## Passage
Friends and Fellow Musicians Remember the Late Andy Chaves of Katastro

The members of Katastro, with Chaves on far right.
The members of Katastro, with Chaves on far right. Chris Colclasure
On May 12, Andy Chaves of Tempe reggae-rock Katastro band died in a car accident. (Chaves, 32, was one of three deaths during the incident on the Pacific Coast Highway near Newport Beach, California, alongside Crystal M. McCallum and Wayne Walter Swanson Jr.) Even before the band confirmed the news via Instagram early Friday, fans and fellow musicians began posting various online eulogies and tributes to Chaves.

Each message provided keen insight into this hugely charismatic musician. Since the band's formation in 2007, Chaves (alongside drummer Andrew Stravers, guitarist Tanner Riccio, and bassist Ryan Weddle) have helped pioneer the local reggae scene, even bringing a national spotlight to Arizona at large. The band's profile look to grow even further, as they were slated to hit the road this summer alongside Iration and Atmosphere in continued support of 2021's Sucker.

In honor of Chaves, we asked several fans and local musicians to share their fondest memories of Chaves as both a person and performer. It's an attempt to celebrate the legacy of a pure entertainer who helped display the sheer depth and sense of unity that's central to Arizona's robust rock scene.

These interviews have been edited for space and clarity.

Brad "Beef Vegan" Pfirrman, Former KWSS Host

Katastro was one of the very first bands that we ever did an event with. Watching them evolve into the real deal and grow their fanbase was a tremendous pleasure. Having Andy pass away suddenly when you knew they were about to accomplish so much more is devastating.

Andy was one of those rare talents who checked all the boxes. He was an artist, a poet, and a showman with undeniable charisma. He kept constantly evolving throughout his career. When I first heard them, he sounded like a mixture between The Beastie Boys and 311. He grew to be an amazing singer and arranged beautiful melodies and rhyme schemes that were beyond comparison. In short, he was an original, a rock star, and a true artist.

Offstage, he was kind, funny, and everyone’s friend without coming off as fake. This is a loss I feel on so many levels. For his fans, his family, and his band of brothers who together went all in and accomplished so much together.

Johnny Groove, The Irie

I'm 31 now and I started [playing music] when I was 18. My old band played shows [with Katastro], and Andy even played on some of our songs. So our friendship was built from there, hanging out and going to parties and shows. We've been friends for a long time just through music.

I think there's a lot of real variety in their music. They're so solid together, and then you bring the lyrics on top of that, just all it all meshes to like perfect. Like, the whole Katastro sound, I think everyone just fell in love with it.

But it was more than the music, and he was a good friend who was there for me through certain times. I'm gonna miss all of it. I hope the rest of the boys figure something out to keep going because we probably lost the biggest band in Arizona with Andy passing away.

I was at the candlelight vigil at Marquee [Theatre on May 15]. It was just so beautiful to see everyone there together, and everyone being a family. Andy will always be with us in spirit, especially when we're playing music.

## Task set
1. In the article about Andy Chaves, why were fans and local musicians asked to share their memories of him? Answer in one to three sentences.
2. Reproduce the article word for word from "Offstage, he was" up to and including "so much together.".
3. According to the article about Andy Chaves, who played bass in Katastro?
The lines that come next are drawn from a separate source.

## Dataset extract
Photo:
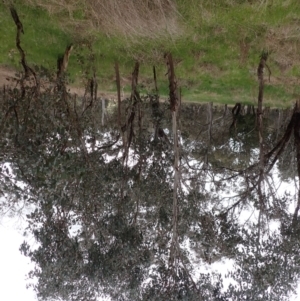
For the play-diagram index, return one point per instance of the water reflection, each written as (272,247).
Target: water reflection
(101,181)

## List of solutions
1. They were asked in honor of Chaves. The aim was to celebrate the legacy of an entertainer who helped display the depth and sense of unity central to Arizona's rock scene.

2.
Offstage, he was kind, funny, and everyone’s friend without coming off as fake. This is a loss I feel on so many levels. For his fans, his family, and his band of brothers who together went all in and accomplished so much together.

3. Ryan Weddle.